Available records section start

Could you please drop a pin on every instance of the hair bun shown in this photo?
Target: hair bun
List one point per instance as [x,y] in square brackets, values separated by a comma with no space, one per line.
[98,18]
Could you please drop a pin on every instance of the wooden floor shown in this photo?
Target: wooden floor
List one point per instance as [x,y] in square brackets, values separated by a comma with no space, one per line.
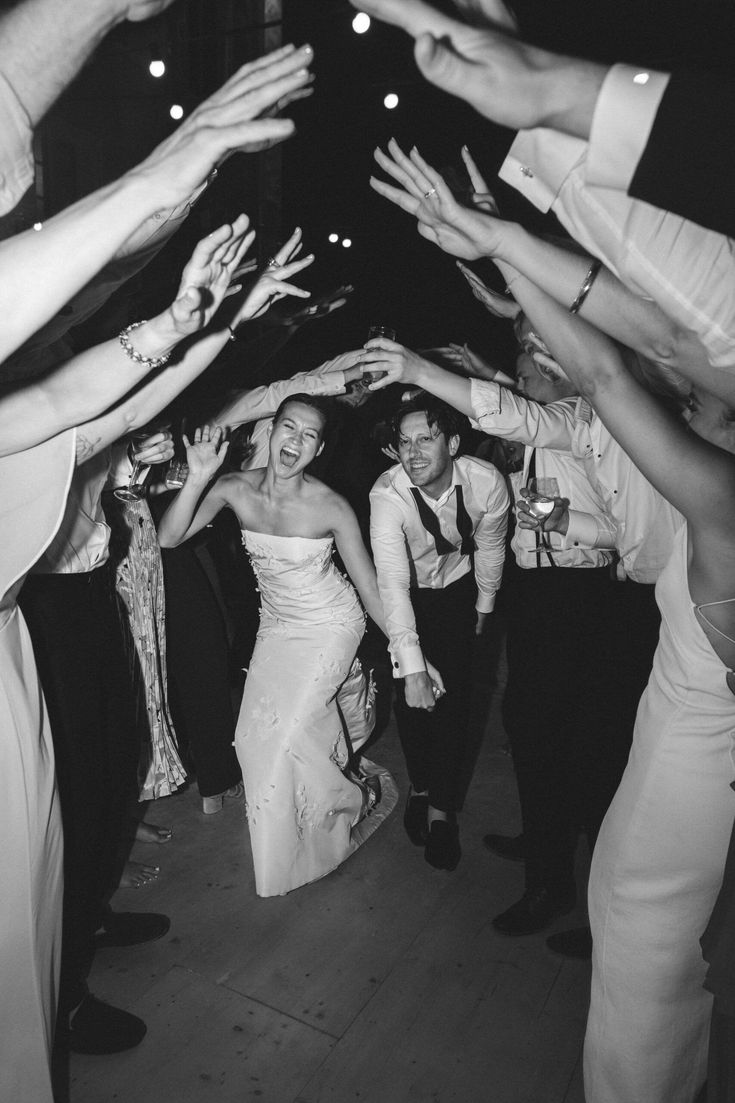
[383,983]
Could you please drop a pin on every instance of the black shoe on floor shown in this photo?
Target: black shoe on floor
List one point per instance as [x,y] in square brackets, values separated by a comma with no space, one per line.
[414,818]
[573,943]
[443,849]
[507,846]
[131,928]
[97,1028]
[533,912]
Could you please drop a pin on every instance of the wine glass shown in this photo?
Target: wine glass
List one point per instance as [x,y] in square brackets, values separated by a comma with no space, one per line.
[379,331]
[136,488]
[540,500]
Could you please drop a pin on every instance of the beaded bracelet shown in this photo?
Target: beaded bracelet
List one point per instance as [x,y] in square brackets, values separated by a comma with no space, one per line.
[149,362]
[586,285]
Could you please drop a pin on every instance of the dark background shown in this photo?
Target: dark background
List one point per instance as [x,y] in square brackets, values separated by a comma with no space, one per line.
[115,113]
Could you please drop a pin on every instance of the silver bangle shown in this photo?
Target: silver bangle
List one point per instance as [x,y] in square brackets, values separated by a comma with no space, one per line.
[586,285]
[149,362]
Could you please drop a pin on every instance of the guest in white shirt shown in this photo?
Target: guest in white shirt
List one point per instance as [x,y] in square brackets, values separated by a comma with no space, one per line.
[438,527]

Available records section end

» **Work item**:
Copy out, from the records above, every line that holds the string "shirt".

» **Solution to the exercise**:
Could you please drop a pin on every instance of the guest in white shirt shown in this photo?
Target: guest in white shirt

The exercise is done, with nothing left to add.